▶ Estratto
========================================================================

    Tuttavia il reale valore del film risiede nello studio psicologico del conflittoo tra la signora più anziana e la figliastra nel contendersi le attenzioni di un Alex Blackmann (un giovnissimo Johnny Depp). Il sesso e la seduzione affettiva sono travolgenti nella donna più matura e ancora bellissima: lei rappresenta la ostinazione vitale, erotica e depressiva della donna che non si rassegna ad invecchiare perché non ha vissuto con sufficiente realizzazione le sue aspirazioni di soddisfazione affettiva ed esistenziale. E’ un tema antico, mai risolto; lei non intende invecchiare ma soprattutto sbarra ogni possibilità alla sua giovane figliastra di poter a sua volta accedere alla sfera della soddisfazione esistenziale e affettiva. La matrigna e la figliastra si confrontano con malcelata psicosi in un’alternanza di dipendenza e di odio distruttivo ed autodistruttivo. Di questo il regista sembra essere molto consapevole ed infatti usa a profusione il simbolismo onirico della assenza di gravità espressa nella mania di volare della donna più anziana – una mania assecondata dal desiderio di corrispondenza affettiva del giovane – e di altri simbolismi quali il pesce-vagina, anch’esso volante, il riferimanto alla luna ed alla sua licantropia di sogno.

========================================================================

▶ Voci del dataset
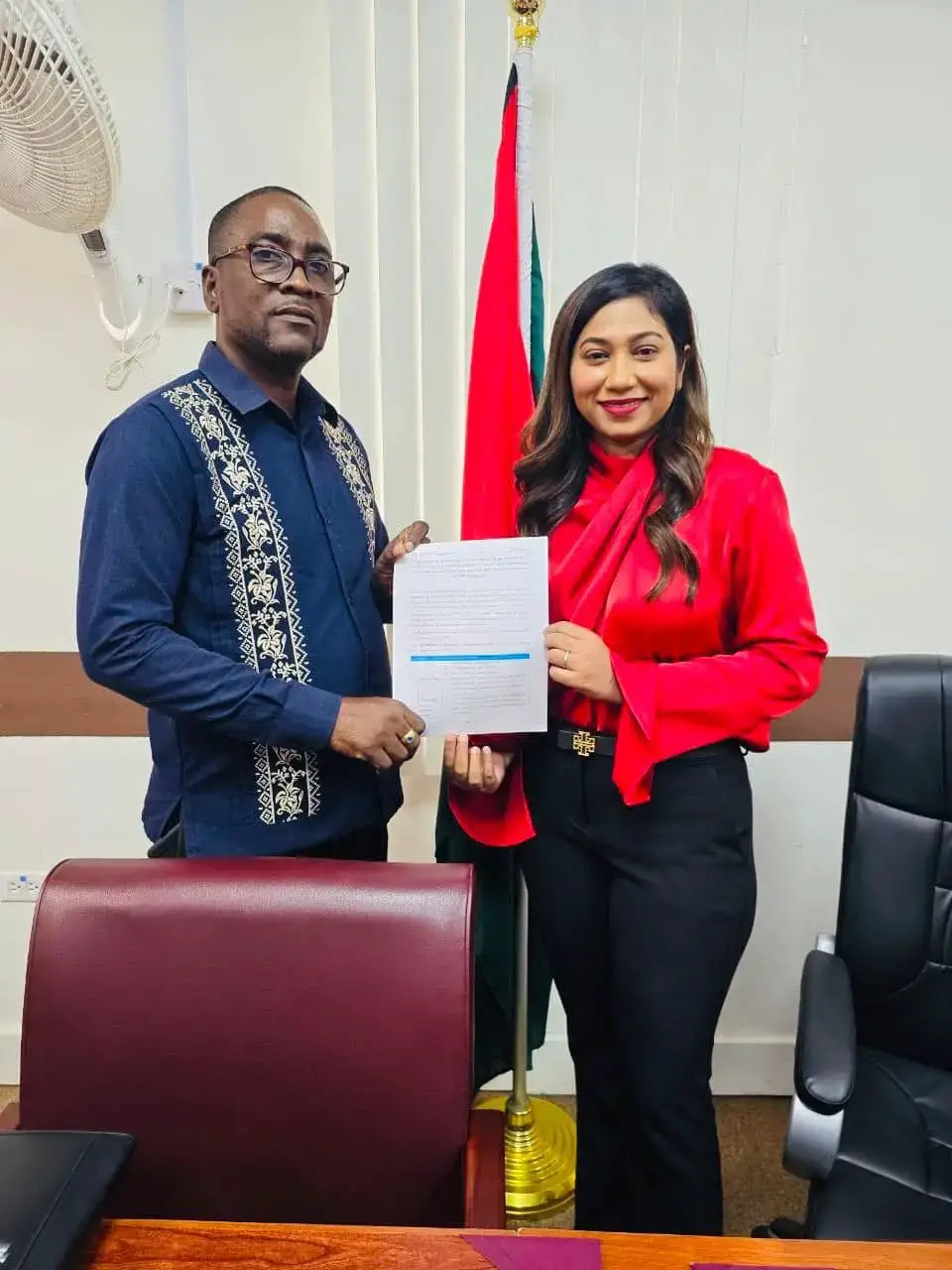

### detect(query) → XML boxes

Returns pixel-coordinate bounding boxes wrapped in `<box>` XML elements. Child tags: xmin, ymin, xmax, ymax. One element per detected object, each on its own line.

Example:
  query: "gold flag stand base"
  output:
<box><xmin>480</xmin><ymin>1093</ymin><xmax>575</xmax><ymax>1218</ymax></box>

========================================================================

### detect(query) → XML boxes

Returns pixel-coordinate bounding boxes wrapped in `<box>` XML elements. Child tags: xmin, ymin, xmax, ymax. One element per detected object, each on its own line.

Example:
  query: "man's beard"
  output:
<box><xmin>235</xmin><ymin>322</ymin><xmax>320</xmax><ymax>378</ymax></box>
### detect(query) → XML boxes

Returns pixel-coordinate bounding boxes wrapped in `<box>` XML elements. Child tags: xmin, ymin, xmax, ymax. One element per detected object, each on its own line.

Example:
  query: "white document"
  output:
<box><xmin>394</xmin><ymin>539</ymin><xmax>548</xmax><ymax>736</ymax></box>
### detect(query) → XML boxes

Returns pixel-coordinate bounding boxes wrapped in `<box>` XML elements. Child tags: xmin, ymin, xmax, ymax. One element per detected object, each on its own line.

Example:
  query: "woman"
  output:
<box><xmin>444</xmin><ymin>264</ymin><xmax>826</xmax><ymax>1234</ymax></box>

========================================================================

▶ Consegna
Elenca tutti gli aggettivi che nell'estratto qualificano l'ostinazione della donna più matura.

▶ Risultato dell'esercizio
Gli aggettivi sono vitale, erotica e depressiva.